Problem: Transcribe only the part of the listing below that begins at the line containing "Objective — one marker on every instance of the paved road" and runs to its final line, keeping both ends.

-- begin --

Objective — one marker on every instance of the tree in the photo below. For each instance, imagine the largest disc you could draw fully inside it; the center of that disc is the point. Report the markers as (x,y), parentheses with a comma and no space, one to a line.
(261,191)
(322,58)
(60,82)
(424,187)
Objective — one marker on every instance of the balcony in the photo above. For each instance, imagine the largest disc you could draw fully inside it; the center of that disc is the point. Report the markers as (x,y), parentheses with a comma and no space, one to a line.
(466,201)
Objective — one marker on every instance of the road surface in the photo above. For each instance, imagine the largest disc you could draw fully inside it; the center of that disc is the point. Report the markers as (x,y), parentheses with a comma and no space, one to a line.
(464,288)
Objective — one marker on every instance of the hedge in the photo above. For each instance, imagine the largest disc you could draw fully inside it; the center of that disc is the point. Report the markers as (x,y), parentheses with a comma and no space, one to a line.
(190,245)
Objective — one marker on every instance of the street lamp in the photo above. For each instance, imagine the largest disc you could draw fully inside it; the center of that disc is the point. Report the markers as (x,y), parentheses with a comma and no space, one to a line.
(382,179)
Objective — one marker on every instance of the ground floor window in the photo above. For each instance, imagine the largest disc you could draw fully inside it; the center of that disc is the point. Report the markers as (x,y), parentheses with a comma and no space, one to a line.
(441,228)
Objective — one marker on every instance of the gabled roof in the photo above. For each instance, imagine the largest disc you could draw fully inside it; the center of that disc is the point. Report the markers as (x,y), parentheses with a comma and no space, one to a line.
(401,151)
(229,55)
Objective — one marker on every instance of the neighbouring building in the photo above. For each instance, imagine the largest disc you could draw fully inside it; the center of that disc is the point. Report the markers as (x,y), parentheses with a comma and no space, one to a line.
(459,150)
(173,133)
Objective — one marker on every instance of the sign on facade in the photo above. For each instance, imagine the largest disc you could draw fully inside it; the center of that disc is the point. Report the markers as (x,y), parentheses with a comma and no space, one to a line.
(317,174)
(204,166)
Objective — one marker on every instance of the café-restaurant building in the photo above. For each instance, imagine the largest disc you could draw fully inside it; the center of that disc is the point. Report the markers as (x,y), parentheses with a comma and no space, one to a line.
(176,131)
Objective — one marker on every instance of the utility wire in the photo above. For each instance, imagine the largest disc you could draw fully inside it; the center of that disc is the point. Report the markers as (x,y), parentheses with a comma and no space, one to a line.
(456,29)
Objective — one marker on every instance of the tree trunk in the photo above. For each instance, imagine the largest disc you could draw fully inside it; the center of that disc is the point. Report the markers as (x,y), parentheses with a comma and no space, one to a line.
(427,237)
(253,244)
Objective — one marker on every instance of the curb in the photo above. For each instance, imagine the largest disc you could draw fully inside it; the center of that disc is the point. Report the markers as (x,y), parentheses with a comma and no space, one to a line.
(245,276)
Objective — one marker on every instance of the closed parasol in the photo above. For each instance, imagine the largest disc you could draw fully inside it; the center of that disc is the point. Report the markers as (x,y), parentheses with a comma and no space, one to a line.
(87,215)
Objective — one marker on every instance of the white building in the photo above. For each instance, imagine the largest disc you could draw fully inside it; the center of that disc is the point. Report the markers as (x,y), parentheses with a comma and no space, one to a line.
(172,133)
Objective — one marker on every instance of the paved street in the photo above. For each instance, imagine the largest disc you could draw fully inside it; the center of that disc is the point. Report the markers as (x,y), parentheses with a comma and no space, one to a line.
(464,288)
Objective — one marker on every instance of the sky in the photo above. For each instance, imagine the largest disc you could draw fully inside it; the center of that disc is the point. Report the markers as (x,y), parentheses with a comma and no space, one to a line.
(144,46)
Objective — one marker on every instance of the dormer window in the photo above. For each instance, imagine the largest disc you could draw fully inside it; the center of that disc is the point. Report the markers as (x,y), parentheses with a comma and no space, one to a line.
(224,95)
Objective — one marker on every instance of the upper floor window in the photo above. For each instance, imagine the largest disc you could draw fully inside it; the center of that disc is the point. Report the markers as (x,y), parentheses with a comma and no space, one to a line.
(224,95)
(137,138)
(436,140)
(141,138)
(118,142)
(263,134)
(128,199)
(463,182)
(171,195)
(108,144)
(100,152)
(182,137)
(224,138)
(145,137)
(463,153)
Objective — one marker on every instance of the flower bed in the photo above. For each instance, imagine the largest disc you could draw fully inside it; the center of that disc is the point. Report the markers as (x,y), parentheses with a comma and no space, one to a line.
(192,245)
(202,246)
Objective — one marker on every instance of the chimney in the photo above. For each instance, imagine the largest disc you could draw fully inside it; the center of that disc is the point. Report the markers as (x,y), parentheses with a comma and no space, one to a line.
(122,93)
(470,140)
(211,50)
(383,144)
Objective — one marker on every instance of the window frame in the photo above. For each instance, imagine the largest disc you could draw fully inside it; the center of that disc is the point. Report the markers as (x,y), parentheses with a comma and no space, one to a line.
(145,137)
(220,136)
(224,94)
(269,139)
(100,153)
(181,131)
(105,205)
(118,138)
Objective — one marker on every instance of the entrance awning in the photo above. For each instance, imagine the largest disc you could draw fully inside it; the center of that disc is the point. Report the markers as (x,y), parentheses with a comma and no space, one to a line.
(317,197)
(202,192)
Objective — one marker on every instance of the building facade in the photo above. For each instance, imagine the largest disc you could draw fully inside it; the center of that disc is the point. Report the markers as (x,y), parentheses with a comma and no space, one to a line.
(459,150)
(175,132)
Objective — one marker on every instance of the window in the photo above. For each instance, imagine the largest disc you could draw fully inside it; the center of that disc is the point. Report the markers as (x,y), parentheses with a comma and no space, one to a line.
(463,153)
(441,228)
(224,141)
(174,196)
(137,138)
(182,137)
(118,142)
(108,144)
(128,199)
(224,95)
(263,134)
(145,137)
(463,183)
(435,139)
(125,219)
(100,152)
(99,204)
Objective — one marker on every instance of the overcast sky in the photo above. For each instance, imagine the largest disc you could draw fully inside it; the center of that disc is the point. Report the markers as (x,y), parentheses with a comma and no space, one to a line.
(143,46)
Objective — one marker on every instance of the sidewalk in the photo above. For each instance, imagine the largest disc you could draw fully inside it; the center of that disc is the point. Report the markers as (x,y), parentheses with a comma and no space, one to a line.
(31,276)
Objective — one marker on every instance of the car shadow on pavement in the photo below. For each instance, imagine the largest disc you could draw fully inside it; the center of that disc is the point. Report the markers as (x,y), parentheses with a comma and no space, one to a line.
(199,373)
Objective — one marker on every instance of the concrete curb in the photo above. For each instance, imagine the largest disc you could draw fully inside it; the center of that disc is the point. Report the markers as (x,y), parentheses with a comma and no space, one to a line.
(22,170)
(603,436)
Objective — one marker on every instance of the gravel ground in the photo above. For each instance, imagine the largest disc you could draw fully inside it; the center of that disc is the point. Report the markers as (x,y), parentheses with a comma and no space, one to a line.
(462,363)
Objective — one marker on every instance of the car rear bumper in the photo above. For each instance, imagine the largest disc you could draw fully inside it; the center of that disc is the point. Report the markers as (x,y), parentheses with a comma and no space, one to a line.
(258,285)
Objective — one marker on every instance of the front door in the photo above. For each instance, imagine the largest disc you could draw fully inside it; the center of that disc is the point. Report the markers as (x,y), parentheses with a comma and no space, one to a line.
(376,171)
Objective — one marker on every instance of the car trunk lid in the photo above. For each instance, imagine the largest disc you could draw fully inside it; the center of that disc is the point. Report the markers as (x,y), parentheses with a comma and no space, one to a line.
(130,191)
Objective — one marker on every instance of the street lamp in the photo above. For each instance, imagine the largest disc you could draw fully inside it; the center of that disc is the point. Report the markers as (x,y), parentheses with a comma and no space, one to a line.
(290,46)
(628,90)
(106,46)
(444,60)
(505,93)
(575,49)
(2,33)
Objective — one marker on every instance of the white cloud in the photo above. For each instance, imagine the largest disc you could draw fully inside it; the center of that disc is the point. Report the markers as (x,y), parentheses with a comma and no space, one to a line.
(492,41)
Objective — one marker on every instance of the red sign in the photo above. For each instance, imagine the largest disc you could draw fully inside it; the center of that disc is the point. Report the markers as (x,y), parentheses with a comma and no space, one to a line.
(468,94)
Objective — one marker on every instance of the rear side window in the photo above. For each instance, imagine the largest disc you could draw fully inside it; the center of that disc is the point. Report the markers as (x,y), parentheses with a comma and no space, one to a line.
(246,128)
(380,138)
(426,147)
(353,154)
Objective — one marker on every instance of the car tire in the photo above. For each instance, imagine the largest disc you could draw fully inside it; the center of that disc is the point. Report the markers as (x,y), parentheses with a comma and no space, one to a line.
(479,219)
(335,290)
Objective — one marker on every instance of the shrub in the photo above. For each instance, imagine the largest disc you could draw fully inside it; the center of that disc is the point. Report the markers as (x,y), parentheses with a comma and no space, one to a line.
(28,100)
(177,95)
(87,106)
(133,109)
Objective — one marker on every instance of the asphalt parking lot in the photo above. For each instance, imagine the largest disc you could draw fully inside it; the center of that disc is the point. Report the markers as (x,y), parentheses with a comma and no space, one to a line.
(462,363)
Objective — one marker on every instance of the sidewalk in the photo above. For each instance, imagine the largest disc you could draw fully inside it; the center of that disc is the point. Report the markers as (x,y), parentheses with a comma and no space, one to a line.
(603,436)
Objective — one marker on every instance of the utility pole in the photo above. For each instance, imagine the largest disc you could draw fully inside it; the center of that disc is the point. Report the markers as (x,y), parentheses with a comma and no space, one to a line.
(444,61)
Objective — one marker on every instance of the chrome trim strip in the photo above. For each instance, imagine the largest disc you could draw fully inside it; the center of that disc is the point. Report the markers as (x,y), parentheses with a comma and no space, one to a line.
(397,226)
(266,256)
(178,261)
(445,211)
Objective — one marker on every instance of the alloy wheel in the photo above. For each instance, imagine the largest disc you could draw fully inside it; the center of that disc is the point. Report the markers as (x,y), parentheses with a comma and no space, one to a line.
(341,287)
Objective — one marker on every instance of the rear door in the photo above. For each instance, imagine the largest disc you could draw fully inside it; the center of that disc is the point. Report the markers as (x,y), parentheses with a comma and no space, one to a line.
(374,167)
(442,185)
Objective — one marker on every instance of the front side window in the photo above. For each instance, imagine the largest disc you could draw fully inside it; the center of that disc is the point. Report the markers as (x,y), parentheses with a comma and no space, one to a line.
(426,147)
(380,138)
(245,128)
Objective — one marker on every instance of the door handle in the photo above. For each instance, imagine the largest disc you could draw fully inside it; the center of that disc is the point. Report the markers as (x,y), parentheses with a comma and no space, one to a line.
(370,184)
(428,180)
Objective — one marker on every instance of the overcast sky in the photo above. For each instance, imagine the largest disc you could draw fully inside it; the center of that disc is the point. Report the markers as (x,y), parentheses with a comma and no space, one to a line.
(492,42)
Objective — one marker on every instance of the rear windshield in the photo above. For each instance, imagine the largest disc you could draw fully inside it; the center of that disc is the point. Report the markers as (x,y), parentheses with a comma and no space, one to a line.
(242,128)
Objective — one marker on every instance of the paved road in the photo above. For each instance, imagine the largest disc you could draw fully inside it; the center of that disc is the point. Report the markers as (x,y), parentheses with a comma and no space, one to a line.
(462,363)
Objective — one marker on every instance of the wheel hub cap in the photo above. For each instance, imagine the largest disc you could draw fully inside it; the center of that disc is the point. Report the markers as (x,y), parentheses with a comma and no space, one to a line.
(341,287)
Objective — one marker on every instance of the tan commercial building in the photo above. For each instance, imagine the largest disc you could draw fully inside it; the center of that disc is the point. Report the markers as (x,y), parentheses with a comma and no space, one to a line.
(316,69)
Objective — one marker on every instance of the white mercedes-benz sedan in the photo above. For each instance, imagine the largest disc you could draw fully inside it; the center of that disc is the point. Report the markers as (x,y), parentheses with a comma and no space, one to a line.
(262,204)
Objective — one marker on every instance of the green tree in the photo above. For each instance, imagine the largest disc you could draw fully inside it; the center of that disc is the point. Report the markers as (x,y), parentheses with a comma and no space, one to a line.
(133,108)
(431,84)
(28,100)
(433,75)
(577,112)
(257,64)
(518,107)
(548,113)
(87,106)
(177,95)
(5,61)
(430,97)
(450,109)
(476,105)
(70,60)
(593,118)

-- end --

Full output:
Objective — one marker on every instance of the paved road in the photo above. For each instance, imagine the largest disc you could draw fully inside it; the center of that disc is the point. Report the markers as (x,y), parentheses with a comma and no space, one to a line.
(462,363)
Objective — one marker on every instance of the wheel hub cap in the photo above. For each instance, imagine the largest disc you could draw fully inside it; the center of that disc is the point. Report the markers as (x,y), parentheses with a comma and no space, one to a line.
(341,287)
Objective — one marker on every instance of the tan commercial building in the photo above. For each instance, imagine the largest disc you could draw fully inside it; the center of that disc is the point. Report the markers as (x,y), parentheses with a comma and no space, one to a line.
(316,69)
Objective — one marker on every instance of the white mercedes-benz sedan in the photo above. For each instance, imagine the largest disc you could draw fully inside it; the center of that disc is the point. Report the markers as (x,y), parentheses with a comma and no space, one to a line.
(262,204)
Objective — one marker on every instance of the green tree in the photo above. For each instance, imagine the largest disc you could draw fully inside it; the center of that disc is the point. Report the markers as (x,y), parentheses with a comma and no space, one to a line.
(133,108)
(431,84)
(28,100)
(433,75)
(577,112)
(257,64)
(518,107)
(548,113)
(87,106)
(177,95)
(5,61)
(430,97)
(450,109)
(476,105)
(70,60)
(593,118)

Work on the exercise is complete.